◆ **SET PROBLEM**: Write out each entry below word for word, keeping every line the same.

◆ **RECORDS SHOWN**:
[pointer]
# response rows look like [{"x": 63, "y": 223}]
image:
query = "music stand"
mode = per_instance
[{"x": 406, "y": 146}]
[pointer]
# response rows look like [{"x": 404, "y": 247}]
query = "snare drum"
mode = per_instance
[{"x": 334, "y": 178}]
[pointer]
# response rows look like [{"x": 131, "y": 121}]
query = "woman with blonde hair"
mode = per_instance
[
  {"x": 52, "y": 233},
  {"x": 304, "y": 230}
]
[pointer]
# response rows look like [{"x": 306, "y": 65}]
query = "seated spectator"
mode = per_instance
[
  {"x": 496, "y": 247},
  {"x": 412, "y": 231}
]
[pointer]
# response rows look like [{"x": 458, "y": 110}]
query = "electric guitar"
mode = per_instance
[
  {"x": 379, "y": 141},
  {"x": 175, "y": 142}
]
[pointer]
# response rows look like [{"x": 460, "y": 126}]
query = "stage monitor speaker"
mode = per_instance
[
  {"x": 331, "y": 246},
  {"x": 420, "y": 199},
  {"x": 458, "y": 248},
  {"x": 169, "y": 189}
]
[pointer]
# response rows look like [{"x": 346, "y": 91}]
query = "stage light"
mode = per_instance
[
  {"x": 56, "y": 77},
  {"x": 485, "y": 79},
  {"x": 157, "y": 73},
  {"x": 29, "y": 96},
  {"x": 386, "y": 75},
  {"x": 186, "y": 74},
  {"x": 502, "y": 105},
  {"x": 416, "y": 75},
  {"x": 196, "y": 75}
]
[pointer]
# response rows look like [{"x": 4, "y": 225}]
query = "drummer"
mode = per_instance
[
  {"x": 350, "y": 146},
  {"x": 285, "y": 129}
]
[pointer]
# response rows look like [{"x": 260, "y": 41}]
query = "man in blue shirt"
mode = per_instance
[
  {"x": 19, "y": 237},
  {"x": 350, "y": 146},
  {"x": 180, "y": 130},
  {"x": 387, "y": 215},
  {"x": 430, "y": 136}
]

◆ **THE COMPLETED TASK**:
[pointer]
# response rows look like [{"x": 63, "y": 223}]
image:
query = "music stand"
mode = per_instance
[{"x": 406, "y": 146}]
[pointer]
# response rows look like [{"x": 404, "y": 247}]
query = "snare drum"
mode = per_instance
[{"x": 334, "y": 178}]
[pointer]
# response rows look like [{"x": 131, "y": 121}]
query = "woman with blonde hair"
mode = per_instance
[
  {"x": 52, "y": 233},
  {"x": 304, "y": 230}
]
[pointer]
# response rows look like [{"x": 306, "y": 65}]
query = "seated spectator"
mode = per_instance
[
  {"x": 496, "y": 247},
  {"x": 412, "y": 231}
]
[pointer]
# response rows look like [{"x": 458, "y": 110}]
query = "electric guitar"
mode = per_instance
[
  {"x": 379, "y": 141},
  {"x": 175, "y": 142}
]
[pointer]
# response rows look like [{"x": 460, "y": 126}]
query = "stage monitor speaker"
mode = per_instance
[
  {"x": 331, "y": 246},
  {"x": 420, "y": 199},
  {"x": 458, "y": 248},
  {"x": 169, "y": 189}
]
[pointer]
# response rows look like [{"x": 346, "y": 91}]
query = "stage light"
mode = per_instance
[
  {"x": 56, "y": 77},
  {"x": 485, "y": 79},
  {"x": 157, "y": 73},
  {"x": 29, "y": 96},
  {"x": 386, "y": 75},
  {"x": 186, "y": 74},
  {"x": 502, "y": 105},
  {"x": 416, "y": 75},
  {"x": 196, "y": 75}
]
[pointer]
# response rows look like [{"x": 4, "y": 225}]
query = "drummer"
mode = per_instance
[
  {"x": 350, "y": 146},
  {"x": 285, "y": 129}
]
[pointer]
# response rows look like [{"x": 260, "y": 41}]
query = "man in blue shirt"
mode = per_instance
[
  {"x": 19, "y": 237},
  {"x": 350, "y": 146},
  {"x": 180, "y": 130},
  {"x": 387, "y": 215},
  {"x": 430, "y": 136}
]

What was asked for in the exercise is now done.